*** TEXT BLOCK ***

The two leaders signed a vague four-point statement in which North Korea reaffirmed its commitment to work toward “complete denuclearization” but the promise came without a timetable or mention of any verification of the North’s progress.

The joint statement was also less specific than the agreement North Korea signed at the so-called six-party talks in 2005. Then, Pyongyang promised to abandon all nuclear weapons, to return to the Non-Proliferation Treaty and to submit to international inspections.

Many say the summit, instead, gave more legitimacy to Kim as he stood as an equal alongside a U.S. president and posed for photos. Trump said he was “honored” to be there and described Kim, a despotic adversary, as a “talented” leader who could be trusted.

Past American presidents have refused face-to-face meetings with North Korea’s leadership over fears of legitimizing a totalitarian state that has admitted to state-sponsored kidnapping and sent thousands of its citizens to forced labor camps.

In Trump’s series of tweets after he landed at 6:10 a.m., he applauded his efforts and claimed North Korea was “no longer a nuclear threat” and everyone could “sleep well tonight.”

Trump has long disparaged members of the media as “fake news” and on multiple occasions called the press an “enemy of the American people.”

[USA Today]

Trump campaign manager repeats call for Acosta’s credentials be suspended: ‘An absolute disgrace’

President Trump‘s 2020 campaign manager is repeating his call for Jim Acosta’s press credentials to be suspended, saying CNN’s chief White House correspondent is “an absolute disgrace” for interrupting a signing ceremony during the summit between President Trump and North Korean Leader Kim Jong Un.

“Jim @Acosta should immediately have his press credentials suspended. He is an absolute disgrace!” wrote Brad Parscale to his 100,000 Twitter followers on Tuesday afternoon.

report from the conservative Daily Wire apparently sparked Parscale’s ire. It said that Acosta shouted questions during the ceremony in Singapore, where Trump and Kim signed a general agreement to denuclearize the Korean Peninsula in exchange for unspecified “security measures” from the United States.

“Mr. President, did we agree to denuclearize?” Acosta asked as Trump was signing a document.

”Starting that process very quickly, very, very quickly. Absolutely,” Trump replied.

Acosta followed up with another question, asking, “Did you talk about Otto Warmbier, sir?”

Warmbier was a college student who was imprisoned by North Korea and died shortly after he returned to the U.S. last year

Acosta on Tuesday mocked a Fox News report critical of him for asking the questions during the ceremony.

“Democracy… drink it in people,” he tweeted.

Parscale also called for Acosta’s credentials to be suspended earlier this year.

“Maybe it is time for Jim Acosta to get a suspension for breaking protocol. He continues to embarrass himself and @CNN. Pull his credentials for each incident,” he tweeted on April 2 after Acosta shouted questions at the president during the annual White House Easter Egg Roll.

*** End of TEXT BLOCK ***
*** SUPPLIED ENTRIES ***

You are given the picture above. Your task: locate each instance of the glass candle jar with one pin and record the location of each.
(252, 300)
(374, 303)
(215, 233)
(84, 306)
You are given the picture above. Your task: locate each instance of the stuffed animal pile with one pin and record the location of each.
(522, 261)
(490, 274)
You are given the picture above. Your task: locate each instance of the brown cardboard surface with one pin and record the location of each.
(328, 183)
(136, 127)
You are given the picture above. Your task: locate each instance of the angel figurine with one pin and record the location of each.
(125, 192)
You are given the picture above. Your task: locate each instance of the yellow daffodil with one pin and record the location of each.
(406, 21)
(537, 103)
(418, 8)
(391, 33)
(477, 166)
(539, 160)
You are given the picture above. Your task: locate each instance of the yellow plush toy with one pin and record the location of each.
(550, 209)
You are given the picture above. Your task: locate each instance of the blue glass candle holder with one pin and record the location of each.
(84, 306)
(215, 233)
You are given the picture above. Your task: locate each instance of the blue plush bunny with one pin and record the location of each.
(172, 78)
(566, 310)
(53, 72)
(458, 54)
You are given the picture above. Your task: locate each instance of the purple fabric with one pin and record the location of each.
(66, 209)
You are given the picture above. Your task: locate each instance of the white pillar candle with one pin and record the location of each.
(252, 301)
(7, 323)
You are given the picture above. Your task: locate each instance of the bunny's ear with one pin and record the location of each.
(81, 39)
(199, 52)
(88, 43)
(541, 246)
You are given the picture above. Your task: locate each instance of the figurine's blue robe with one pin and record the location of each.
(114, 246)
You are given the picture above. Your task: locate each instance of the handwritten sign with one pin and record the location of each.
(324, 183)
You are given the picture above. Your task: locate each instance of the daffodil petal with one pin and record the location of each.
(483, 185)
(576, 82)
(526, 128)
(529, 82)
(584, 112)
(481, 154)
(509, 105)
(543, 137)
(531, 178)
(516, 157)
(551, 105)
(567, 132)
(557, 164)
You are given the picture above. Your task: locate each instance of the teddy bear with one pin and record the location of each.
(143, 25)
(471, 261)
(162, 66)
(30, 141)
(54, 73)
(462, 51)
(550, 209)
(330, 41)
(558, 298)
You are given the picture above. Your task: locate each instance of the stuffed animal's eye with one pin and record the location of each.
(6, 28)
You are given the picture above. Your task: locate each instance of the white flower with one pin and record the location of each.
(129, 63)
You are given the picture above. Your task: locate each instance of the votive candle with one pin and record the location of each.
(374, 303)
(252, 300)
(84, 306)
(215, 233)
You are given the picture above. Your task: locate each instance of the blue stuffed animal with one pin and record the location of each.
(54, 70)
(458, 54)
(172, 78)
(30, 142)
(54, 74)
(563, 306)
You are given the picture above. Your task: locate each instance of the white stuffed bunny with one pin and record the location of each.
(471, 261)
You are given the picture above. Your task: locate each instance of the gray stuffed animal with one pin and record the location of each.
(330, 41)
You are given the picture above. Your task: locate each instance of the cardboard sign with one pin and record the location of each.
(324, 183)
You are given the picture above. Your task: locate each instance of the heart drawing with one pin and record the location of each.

*** End of SUPPLIED ENTRIES ***

▶ _TASKS FOR THIS EXERCISE_:
• a. In the summit article, at what time did Trump land before his series of tweets?
• b. Reproduce everything in the summit article from "The two leaders" down to "any verification of the North’s progress.", word for word.
These lines come from a different source than the summit article.

▶ _NUMBERED ANSWERS_:
• a. 6:10 a.m.

• b.
The two leaders signed a vague four-point statement in which North Korea reaffirmed its commitment to work toward “complete denuclearization” but the promise came without a timetable or mention of any verification of the North’s progress.